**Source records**
####################
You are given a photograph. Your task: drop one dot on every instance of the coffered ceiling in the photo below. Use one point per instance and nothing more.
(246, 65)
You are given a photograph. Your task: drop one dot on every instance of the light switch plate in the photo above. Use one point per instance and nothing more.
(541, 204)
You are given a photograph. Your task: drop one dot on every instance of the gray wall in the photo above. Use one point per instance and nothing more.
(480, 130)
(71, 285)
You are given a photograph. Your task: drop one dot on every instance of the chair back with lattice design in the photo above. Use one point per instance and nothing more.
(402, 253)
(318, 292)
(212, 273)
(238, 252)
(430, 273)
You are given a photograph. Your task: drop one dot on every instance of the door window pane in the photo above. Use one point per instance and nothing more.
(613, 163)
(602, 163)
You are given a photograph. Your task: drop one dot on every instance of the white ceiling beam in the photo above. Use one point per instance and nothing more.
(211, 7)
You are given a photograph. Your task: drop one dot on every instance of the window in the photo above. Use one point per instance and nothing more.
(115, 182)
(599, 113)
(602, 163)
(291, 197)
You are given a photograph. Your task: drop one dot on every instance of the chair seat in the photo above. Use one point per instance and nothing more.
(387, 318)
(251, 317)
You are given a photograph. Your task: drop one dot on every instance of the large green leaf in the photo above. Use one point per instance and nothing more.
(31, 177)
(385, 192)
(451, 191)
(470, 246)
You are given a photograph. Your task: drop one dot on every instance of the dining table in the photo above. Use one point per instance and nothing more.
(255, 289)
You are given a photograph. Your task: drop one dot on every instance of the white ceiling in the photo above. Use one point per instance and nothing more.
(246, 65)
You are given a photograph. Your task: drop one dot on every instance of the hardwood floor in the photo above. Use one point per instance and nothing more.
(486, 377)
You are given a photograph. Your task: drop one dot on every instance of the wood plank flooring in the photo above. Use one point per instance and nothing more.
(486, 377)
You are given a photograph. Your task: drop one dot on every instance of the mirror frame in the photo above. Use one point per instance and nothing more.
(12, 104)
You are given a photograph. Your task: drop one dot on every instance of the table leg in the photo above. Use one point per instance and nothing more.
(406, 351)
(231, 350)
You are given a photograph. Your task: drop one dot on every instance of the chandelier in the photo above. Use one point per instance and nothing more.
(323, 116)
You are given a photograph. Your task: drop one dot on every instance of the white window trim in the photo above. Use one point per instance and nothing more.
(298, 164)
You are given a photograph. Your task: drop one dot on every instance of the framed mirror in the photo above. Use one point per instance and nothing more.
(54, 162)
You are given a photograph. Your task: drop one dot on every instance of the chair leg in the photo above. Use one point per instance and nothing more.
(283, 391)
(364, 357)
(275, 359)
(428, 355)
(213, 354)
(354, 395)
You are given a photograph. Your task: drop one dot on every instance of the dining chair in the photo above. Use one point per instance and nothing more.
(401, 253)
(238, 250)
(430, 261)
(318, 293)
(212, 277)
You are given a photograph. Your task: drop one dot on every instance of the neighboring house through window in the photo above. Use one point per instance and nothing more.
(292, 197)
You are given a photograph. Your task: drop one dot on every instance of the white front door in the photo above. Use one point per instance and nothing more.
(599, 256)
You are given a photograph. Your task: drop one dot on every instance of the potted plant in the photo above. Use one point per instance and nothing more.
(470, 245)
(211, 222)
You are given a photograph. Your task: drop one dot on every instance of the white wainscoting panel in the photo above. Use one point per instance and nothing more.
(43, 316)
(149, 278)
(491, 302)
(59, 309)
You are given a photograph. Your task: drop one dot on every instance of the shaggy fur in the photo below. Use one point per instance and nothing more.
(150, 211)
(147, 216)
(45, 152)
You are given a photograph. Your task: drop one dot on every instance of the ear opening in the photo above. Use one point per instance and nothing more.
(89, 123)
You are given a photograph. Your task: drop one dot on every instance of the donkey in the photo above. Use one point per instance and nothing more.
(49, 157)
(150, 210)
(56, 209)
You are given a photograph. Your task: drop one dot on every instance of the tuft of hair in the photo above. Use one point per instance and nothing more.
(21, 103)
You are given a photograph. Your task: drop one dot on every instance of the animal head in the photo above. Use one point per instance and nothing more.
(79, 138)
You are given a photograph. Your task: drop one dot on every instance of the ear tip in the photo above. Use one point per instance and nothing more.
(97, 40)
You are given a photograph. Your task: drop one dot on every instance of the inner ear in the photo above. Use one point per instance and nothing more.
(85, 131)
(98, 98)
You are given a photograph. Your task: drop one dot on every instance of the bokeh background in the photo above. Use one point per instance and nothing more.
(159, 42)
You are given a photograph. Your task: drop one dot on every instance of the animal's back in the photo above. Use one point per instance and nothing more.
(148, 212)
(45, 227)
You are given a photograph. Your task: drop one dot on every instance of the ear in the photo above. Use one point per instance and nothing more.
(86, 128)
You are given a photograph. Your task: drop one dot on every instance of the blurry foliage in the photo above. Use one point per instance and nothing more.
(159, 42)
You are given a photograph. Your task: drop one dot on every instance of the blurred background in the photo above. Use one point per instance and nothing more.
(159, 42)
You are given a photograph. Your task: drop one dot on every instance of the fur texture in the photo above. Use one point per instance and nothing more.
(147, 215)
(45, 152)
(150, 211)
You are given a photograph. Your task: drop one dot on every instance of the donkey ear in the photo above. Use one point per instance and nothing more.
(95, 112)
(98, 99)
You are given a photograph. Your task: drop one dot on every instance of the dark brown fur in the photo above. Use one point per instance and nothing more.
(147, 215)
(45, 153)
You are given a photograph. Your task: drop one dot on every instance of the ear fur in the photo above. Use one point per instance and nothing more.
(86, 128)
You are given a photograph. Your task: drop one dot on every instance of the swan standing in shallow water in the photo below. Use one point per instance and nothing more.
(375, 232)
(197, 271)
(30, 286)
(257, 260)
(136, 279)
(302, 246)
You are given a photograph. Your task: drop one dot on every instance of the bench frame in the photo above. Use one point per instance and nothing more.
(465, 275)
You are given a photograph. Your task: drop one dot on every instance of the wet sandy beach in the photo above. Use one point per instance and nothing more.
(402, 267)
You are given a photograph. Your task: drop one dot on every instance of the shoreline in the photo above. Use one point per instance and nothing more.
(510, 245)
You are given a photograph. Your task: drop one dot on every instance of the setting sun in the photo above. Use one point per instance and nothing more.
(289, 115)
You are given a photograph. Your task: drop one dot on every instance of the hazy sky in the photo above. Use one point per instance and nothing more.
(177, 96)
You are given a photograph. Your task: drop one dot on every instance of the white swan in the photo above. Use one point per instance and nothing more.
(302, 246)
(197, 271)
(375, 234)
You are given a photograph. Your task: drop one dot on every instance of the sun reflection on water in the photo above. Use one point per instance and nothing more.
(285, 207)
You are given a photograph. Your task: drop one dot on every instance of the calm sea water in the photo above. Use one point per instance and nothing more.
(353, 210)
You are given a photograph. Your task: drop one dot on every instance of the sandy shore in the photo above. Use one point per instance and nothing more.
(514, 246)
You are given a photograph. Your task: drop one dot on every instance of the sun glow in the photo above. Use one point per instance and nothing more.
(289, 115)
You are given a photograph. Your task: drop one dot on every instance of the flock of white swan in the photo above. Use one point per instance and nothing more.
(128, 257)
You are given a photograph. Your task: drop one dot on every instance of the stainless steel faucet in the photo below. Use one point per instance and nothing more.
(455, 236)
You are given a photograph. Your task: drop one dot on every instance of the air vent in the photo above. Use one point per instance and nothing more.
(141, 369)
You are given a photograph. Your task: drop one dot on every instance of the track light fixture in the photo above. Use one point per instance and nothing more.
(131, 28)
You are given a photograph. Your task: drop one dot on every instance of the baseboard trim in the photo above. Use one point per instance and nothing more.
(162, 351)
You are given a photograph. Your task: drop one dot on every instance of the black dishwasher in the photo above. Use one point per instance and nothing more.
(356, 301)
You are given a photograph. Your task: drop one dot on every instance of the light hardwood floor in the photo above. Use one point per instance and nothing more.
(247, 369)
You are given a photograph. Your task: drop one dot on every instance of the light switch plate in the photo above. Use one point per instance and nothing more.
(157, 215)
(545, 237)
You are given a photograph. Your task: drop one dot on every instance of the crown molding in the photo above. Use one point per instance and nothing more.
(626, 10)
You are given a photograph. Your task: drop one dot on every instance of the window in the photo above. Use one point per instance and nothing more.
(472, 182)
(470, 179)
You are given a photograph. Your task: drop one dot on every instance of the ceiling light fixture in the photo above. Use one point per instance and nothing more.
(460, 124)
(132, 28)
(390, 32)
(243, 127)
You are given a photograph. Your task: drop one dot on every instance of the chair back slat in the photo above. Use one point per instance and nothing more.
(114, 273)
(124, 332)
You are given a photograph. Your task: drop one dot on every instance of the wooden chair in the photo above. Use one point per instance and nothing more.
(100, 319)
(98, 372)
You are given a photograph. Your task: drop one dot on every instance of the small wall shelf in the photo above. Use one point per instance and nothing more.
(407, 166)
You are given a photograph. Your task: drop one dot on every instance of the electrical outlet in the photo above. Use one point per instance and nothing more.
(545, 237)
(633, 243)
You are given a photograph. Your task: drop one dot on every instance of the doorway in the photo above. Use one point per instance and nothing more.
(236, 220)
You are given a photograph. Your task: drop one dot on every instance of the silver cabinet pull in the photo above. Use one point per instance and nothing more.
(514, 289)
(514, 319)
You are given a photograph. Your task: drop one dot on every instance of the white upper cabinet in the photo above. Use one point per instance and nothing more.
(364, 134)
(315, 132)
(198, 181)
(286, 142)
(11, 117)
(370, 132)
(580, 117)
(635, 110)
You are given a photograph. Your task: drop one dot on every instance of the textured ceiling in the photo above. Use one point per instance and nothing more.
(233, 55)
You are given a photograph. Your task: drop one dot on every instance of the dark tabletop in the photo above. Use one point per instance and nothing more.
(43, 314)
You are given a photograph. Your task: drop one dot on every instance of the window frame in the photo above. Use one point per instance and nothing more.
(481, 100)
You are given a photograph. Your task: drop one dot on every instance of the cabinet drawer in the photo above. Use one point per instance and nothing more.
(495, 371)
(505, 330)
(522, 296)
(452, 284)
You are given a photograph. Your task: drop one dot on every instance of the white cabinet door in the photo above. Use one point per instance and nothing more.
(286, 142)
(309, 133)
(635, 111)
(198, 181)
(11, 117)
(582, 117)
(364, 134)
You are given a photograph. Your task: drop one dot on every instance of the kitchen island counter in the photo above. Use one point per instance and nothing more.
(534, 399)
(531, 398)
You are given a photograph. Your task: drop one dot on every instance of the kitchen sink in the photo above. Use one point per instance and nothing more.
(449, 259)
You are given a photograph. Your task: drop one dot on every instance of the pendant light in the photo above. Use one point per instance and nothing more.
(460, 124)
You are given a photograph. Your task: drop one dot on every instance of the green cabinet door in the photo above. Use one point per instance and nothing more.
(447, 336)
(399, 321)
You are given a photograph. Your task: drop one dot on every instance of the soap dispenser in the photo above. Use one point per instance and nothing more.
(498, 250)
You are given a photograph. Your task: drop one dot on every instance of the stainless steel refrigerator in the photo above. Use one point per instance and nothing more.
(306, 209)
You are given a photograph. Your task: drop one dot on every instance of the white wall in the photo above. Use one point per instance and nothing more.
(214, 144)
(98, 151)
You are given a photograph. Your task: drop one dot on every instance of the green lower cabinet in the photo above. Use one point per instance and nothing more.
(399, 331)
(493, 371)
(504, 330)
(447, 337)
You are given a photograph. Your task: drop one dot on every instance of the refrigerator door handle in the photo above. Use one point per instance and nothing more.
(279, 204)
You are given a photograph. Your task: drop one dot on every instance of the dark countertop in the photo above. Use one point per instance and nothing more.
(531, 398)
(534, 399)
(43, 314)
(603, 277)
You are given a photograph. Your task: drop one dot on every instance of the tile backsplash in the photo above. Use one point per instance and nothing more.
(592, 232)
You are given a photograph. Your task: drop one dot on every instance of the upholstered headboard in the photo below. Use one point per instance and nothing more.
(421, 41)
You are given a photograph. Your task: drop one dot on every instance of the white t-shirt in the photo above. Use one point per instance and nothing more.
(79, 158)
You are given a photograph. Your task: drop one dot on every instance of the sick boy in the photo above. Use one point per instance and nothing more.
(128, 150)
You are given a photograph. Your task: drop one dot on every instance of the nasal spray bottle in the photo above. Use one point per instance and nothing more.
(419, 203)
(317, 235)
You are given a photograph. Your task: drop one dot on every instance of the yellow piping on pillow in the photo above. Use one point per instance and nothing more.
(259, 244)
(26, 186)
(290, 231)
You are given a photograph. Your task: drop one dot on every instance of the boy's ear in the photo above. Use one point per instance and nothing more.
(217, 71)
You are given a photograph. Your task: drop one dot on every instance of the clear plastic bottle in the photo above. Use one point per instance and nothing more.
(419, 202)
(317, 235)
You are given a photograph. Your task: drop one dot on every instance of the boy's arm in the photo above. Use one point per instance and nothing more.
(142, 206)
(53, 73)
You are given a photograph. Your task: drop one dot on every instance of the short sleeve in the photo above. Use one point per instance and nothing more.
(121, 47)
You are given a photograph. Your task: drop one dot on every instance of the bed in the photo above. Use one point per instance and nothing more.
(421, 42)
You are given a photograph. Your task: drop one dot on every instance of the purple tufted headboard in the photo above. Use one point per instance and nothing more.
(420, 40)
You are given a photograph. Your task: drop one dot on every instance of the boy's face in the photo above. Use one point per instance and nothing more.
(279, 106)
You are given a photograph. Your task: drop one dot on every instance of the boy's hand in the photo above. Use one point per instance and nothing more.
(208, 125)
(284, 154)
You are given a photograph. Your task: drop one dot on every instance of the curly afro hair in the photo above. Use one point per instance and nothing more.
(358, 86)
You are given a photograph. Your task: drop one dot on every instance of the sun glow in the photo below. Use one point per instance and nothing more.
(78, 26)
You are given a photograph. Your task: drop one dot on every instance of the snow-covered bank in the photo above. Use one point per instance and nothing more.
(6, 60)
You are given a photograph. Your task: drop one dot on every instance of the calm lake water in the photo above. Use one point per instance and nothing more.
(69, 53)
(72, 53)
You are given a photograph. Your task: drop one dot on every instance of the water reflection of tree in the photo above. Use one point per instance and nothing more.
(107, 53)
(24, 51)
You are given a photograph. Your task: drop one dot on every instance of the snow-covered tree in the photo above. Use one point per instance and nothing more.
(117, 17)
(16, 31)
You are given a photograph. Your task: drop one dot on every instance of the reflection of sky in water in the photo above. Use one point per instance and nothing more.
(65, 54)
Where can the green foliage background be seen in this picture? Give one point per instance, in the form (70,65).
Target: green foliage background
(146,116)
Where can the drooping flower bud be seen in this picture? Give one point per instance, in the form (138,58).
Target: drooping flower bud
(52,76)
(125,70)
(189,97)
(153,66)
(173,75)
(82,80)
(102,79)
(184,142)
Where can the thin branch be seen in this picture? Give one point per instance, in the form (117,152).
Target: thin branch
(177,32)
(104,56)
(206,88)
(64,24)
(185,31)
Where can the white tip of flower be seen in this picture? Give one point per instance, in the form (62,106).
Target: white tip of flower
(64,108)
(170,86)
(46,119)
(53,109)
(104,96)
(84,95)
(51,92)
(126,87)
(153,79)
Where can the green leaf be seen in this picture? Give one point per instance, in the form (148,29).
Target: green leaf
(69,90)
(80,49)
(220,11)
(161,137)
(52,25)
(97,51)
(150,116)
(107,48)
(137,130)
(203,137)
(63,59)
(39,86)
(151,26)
####################
**Exercise aim**
Set down only these lines, exactly: the line containing "the snow-covered tree" and each line after it, through the end of the listing.

**Result of this task**
You are given a photograph. Your task: drop one dot on every instance of the snow-covered tree in the photo above. Use one point per instance and nothing more.
(117, 17)
(16, 31)
You are given a photograph. Your task: drop one dot on every instance of the reflection of sky in water in the photo above. Use one point per instance and nothing more.
(65, 54)
Where can the green foliage background be seen in this picture? Give one point per instance, in the form (70,65).
Target: green foliage background
(146,116)
Where can the drooping flower bud be seen in this picture? Give one point per instance, in the form (138,58).
Target: drooping flower bud
(52,76)
(125,70)
(189,97)
(153,66)
(173,75)
(82,80)
(102,79)
(184,142)
Where can the thin branch be seen in this picture? Give one point per instance, in the form (117,152).
Target: thin branch
(177,32)
(104,56)
(206,88)
(64,24)
(185,31)
Where can the white tip of flower be seen in this picture? Give one point per instance, in the form (62,106).
Target: white tip of flower
(64,108)
(170,86)
(46,119)
(53,109)
(104,96)
(84,95)
(51,92)
(126,87)
(153,79)
Where can the green leaf be seen in this picture? Give one point per instance, in the form (148,29).
Target: green leaf
(69,90)
(80,49)
(220,11)
(161,137)
(52,25)
(97,51)
(150,116)
(107,48)
(137,130)
(203,137)
(63,59)
(39,86)
(151,26)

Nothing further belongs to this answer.